**Task details:** Each line of the listing, apart from the pictures, is to be printed exactly.

**Input:**
----------
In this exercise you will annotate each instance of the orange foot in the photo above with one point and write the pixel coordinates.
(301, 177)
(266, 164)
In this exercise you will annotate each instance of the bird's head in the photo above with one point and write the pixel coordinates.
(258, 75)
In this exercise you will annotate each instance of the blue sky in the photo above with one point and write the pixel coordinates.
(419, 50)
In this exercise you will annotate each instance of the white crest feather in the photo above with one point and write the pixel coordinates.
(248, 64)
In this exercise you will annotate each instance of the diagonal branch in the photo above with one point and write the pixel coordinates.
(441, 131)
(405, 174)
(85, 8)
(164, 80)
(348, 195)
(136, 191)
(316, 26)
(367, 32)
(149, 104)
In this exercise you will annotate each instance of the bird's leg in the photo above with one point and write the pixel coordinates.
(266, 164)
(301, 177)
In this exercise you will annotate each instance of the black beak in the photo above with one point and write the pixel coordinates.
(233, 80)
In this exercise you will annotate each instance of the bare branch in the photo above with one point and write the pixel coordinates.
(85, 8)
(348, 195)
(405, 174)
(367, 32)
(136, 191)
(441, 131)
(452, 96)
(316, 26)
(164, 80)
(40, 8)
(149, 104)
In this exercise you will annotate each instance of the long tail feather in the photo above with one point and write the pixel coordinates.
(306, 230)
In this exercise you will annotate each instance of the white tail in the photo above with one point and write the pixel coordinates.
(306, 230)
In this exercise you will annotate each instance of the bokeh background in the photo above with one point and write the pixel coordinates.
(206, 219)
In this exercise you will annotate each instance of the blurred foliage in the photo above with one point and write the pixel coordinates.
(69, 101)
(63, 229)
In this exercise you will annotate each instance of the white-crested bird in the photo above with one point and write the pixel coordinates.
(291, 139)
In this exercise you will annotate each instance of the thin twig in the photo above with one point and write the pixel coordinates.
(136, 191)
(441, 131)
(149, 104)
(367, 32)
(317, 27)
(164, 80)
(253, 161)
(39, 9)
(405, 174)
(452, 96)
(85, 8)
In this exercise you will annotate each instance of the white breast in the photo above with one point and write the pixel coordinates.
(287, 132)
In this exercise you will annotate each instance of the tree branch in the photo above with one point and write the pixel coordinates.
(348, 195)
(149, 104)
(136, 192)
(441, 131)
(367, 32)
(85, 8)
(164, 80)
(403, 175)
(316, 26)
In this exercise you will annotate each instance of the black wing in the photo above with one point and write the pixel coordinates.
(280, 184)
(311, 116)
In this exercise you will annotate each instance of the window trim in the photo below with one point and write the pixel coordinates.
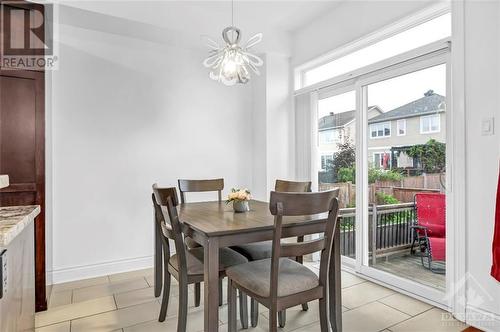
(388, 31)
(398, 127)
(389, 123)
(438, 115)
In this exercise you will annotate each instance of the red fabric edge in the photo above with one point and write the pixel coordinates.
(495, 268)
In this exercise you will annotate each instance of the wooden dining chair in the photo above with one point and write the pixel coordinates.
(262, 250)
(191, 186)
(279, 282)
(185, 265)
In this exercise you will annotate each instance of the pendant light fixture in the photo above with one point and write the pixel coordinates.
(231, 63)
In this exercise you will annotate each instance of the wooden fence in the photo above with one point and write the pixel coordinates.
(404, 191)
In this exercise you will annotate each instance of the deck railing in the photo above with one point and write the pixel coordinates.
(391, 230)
----------
**Result of the task:**
In this exercise you will annotate each instance of the orange foot in the photo above with one point and write the pixel coordinates.
(301, 177)
(266, 164)
In this exercise you will annotate each instance of the bird's head in the photo above with one point and write the pixel coordinates.
(258, 75)
In this exercise you will annotate each instance of the blue sky in the photo above with one point and write the pixel coordinates.
(419, 50)
In this exercise you will annotate each instance of the white crest feather in the photo above with one point and write the pixel coordinates.
(248, 64)
In this exercise you will annotate each instance of the diagonal branch in the photo above with one point and write the pixel coordinates.
(441, 131)
(405, 174)
(85, 8)
(164, 80)
(348, 195)
(136, 191)
(316, 26)
(367, 32)
(149, 104)
In this exercise you will annotate each instance of the bird's leg in the photo above with one point and write the pixel coordinates.
(266, 164)
(301, 177)
In this exercise you will annotate each instance of the black beak in the photo above with one point and write the pixel coordinates.
(233, 80)
In this exercise you will annotate each instance of the bare branch in the photo above with one point and write the pixel coordinates.
(85, 8)
(348, 195)
(405, 174)
(367, 32)
(136, 191)
(441, 131)
(452, 96)
(316, 26)
(164, 80)
(40, 8)
(149, 104)
In this exercise you will annotate each instance of the long tail feather in the photo above with one point and write the pixel coordinates.
(306, 230)
In this exercise you will annotate each instance of the white tail in the photo above with one point and write the pixel coordinates.
(306, 230)
In this exercise you will annotate each instance of the bokeh background in the photo above with one point and write the pixel coordinates.
(206, 219)
In this exercise you will annotate each instance of the blurred foliage in the photo above with one point and write the pixel coordinates.
(69, 101)
(63, 229)
In this exercise you will annotate each instance of the white-crested bird in the photo above with one point and write the pixel coordinates.
(291, 139)
In this exercise you will annotate each instance of the thin twig in the photo above with one point and write the pixel coordinates.
(136, 191)
(441, 131)
(149, 104)
(367, 32)
(317, 27)
(164, 80)
(253, 161)
(39, 9)
(405, 174)
(452, 96)
(85, 8)
In this exercise you will annotate each instance of the white breast in the photo above with one point and write the pixel coordinates.
(287, 132)
In this exercise you will annotate each instance of the tree branch in the photo above with one point and write the pixel coordinates.
(348, 195)
(149, 104)
(136, 192)
(441, 131)
(367, 32)
(85, 8)
(164, 80)
(403, 175)
(316, 26)
In this exercise you will annotate each instance of the black wing in the photo above with one point and write the pixel coordinates.
(280, 184)
(311, 116)
In this exercise you will annotate each instance of the window trim in the photo below with one point and write the pixel coordinates.
(388, 31)
(398, 127)
(389, 123)
(438, 115)
In this exercise you will annotate each instance of the red fabric edge in the photo above with one point and write the pixel coordinates.
(495, 268)
In this exercise you will annotate each instance of the wooden dining chair in the photo above with one point and write the pixel coordinates.
(262, 250)
(191, 186)
(279, 282)
(185, 265)
In this exercise you will annotate each instance of the pendant light fixture in the photo above with one point and write the pixel coordinates.
(231, 63)
In this exercise you will annotate each instance of the wooden fence in the photo above with one point and write the pixel coordinates.
(404, 191)
In this exercise you will annotate each instance of the deck railing in the photo above with one point and write the pixel coordinates.
(391, 230)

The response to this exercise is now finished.